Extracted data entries
□ □ □
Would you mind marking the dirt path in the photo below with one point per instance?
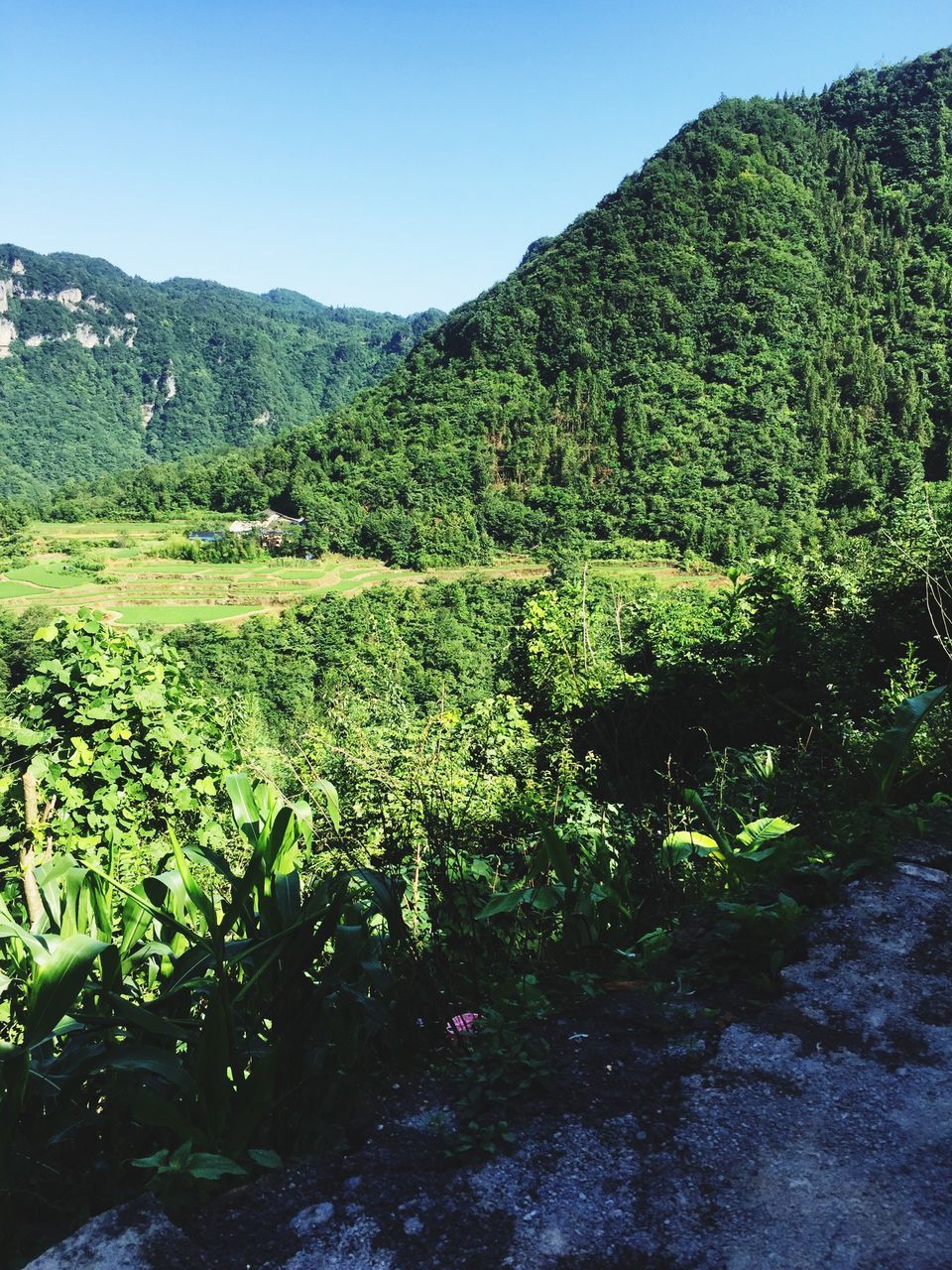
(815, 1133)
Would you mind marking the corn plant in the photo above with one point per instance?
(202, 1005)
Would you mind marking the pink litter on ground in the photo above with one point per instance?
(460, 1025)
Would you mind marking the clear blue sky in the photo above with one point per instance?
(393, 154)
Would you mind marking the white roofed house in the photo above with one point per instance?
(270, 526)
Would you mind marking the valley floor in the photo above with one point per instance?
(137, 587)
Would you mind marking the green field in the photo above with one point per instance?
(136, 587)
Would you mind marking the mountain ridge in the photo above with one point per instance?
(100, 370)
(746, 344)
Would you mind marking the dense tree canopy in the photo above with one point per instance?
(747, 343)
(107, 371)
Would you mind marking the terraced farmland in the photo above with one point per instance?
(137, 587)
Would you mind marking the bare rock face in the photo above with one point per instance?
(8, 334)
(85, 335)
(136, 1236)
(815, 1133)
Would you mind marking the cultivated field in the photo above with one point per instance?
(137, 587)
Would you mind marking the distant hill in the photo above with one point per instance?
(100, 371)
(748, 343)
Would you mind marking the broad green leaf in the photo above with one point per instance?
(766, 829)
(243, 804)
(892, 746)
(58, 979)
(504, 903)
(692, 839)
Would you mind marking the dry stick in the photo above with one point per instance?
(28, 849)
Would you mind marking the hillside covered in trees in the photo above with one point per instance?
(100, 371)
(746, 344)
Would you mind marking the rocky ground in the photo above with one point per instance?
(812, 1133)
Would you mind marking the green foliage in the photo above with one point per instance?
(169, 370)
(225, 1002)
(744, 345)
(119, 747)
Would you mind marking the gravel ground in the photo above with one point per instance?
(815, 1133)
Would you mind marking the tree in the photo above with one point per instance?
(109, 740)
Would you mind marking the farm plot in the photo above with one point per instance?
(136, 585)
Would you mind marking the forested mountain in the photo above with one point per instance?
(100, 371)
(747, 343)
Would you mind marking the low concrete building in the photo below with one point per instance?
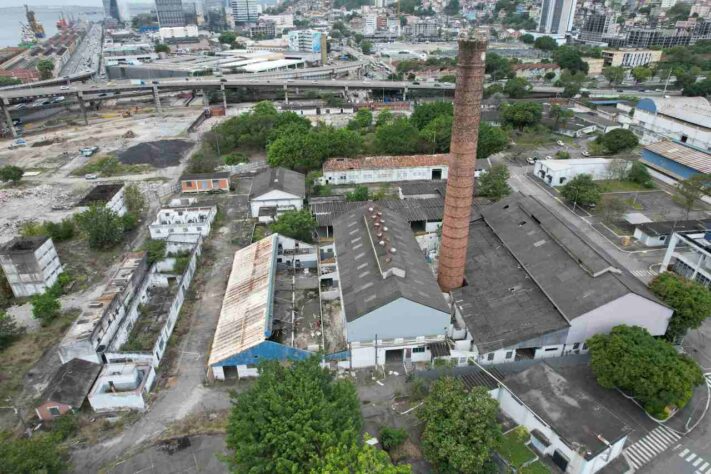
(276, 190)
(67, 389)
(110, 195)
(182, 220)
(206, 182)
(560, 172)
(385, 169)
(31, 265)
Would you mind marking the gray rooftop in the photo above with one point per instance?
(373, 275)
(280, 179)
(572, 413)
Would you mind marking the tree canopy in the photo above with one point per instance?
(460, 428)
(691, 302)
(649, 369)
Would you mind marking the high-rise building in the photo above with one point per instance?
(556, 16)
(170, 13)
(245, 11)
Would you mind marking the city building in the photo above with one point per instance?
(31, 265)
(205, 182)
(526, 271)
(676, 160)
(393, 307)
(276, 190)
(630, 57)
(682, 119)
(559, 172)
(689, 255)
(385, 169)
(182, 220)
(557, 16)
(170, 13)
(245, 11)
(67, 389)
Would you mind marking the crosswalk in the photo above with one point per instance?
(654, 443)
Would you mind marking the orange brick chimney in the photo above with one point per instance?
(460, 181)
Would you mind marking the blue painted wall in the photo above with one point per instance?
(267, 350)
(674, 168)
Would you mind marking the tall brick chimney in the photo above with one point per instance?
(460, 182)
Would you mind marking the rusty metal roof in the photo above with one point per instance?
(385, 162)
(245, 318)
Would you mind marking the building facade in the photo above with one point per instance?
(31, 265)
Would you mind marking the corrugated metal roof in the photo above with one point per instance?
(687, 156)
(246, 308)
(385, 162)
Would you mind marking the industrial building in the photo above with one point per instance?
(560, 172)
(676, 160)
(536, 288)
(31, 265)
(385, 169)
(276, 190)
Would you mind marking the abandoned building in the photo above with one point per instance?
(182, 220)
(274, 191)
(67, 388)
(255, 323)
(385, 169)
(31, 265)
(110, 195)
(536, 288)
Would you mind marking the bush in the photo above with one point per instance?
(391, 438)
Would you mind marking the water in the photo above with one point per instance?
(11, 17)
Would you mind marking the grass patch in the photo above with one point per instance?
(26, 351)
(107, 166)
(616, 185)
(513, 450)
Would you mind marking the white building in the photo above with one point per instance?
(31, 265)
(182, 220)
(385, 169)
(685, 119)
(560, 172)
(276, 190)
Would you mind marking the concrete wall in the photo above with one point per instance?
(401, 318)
□ □ □
• **Exercise description**
Leave out the pictures and retype the rest of the entries exactly.

• **Result of this exercise**
Would you mind marking the dirt path in the photo below with one point per instance?
(815, 1133)
Would you mind marking the corn plant in the photo above with one point per instance?
(202, 1005)
Would you mind marking the pink litter on ground in the photo above with one point per instance?
(460, 1025)
Would you mind marking the clear blue sky in the photo above with one point per instance?
(393, 154)
Would you mind marking the white roofed house in the photo above with one point per instance?
(270, 526)
Would you mind marking the valley floor in the photo above with one point per instance?
(137, 587)
Would you mind marking the green field in the photo above with one point per instance?
(136, 587)
Would you mind marking the mountain ridge in the photo above with one point per instance?
(100, 370)
(746, 344)
Would you mind marking the dense tree canopy in the photo above with one point per instance?
(747, 343)
(107, 371)
Would you mind marking the terraced farmland in the photo above with one point per instance?
(137, 587)
Would you mind marking the bare rock face in the photo above with one point per instance?
(8, 334)
(85, 335)
(136, 1236)
(815, 1133)
Would you mind marking the cultivated field in the photo above with one point per instance?
(137, 587)
Would you mind marking the distant hill in the photo above with one point per instance?
(100, 371)
(748, 343)
Would you mind marking the broad green leaf in the photo above with one point per instance?
(766, 829)
(243, 804)
(892, 746)
(58, 979)
(504, 903)
(692, 839)
Would you mind marking the dry stick in the photo above with one point per instance?
(28, 849)
Would you mind marking the hillside covered in trees in the photo above with one point per instance?
(100, 371)
(746, 344)
Would you mind marking the rocky ground in the photo above with one point per instance?
(812, 1133)
Would you mind marking the green foliage in the photo above with one point per instance?
(169, 370)
(225, 1002)
(744, 345)
(119, 747)
Would you mind marking the gravel ground in the photo above with one point per instance?
(815, 1133)
Would you mind marking the tree in the photo above with one point per instance?
(109, 740)
Would you mind marking the farm plot in the photo above with one point per instance?
(136, 585)
Would you mind marking the forested mountain in the photo above with one point per instance?
(100, 371)
(747, 343)
Would you mind marking the low concrete building in the photo below with one point per instance?
(276, 190)
(67, 389)
(110, 195)
(182, 220)
(206, 182)
(560, 172)
(385, 169)
(31, 265)
Would you mind marking the gray rooftop in the photo above with one point per instance?
(373, 275)
(280, 179)
(572, 413)
Would you mind marking the tree canopy in the photo above with one point per instance?
(460, 428)
(691, 302)
(649, 369)
Would you mind marking the high-rise building in the photo above with one point per instance?
(556, 16)
(170, 13)
(245, 11)
Would you mind marking the city building in the photo above with one point per instance?
(31, 265)
(205, 182)
(526, 271)
(676, 160)
(393, 307)
(276, 190)
(630, 57)
(682, 119)
(559, 172)
(689, 255)
(385, 169)
(182, 220)
(557, 16)
(170, 13)
(245, 11)
(67, 389)
Would you mind marking the crosswalk in the photo above with one point per instance?
(654, 443)
Would you mind marking the orange brick chimney in the photo above with one point per instance?
(460, 181)
Would you mind marking the blue painted wall in the photo above with one point per instance?
(267, 350)
(674, 168)
Would you mind marking the tall brick chimney in the photo above with one point per instance?
(460, 182)
Would you mind marking the rusty metal roof in the photo above with one point per instance?
(385, 162)
(245, 318)
Would you mind marking the building facade in the photo above with one point per instance?
(31, 265)
Would you mind marking the corrugated metal roof in the photo above with one point per instance?
(687, 156)
(246, 308)
(385, 162)
Would you mind marking the industrial building in the photo above with one point per instance?
(560, 172)
(676, 160)
(536, 288)
(31, 265)
(385, 169)
(276, 190)
Would you mind marking the abandoned building in the photo above with one point per instance?
(182, 220)
(274, 191)
(67, 388)
(255, 323)
(385, 169)
(31, 265)
(110, 195)
(536, 288)
Would you mind marking the bush in the photo above with one point per instance?
(391, 438)
Would you mind marking the water in the photo above with one point per instance?
(11, 17)
Would you mind marking the grass patch in the photo above with one point per instance?
(26, 351)
(107, 166)
(616, 185)
(513, 450)
Would you mind marking the white building in the photo above with one point per instance?
(31, 265)
(182, 220)
(385, 169)
(685, 119)
(560, 172)
(276, 190)
Would you mind marking the concrete wall in the photo above with one point per instance?
(401, 318)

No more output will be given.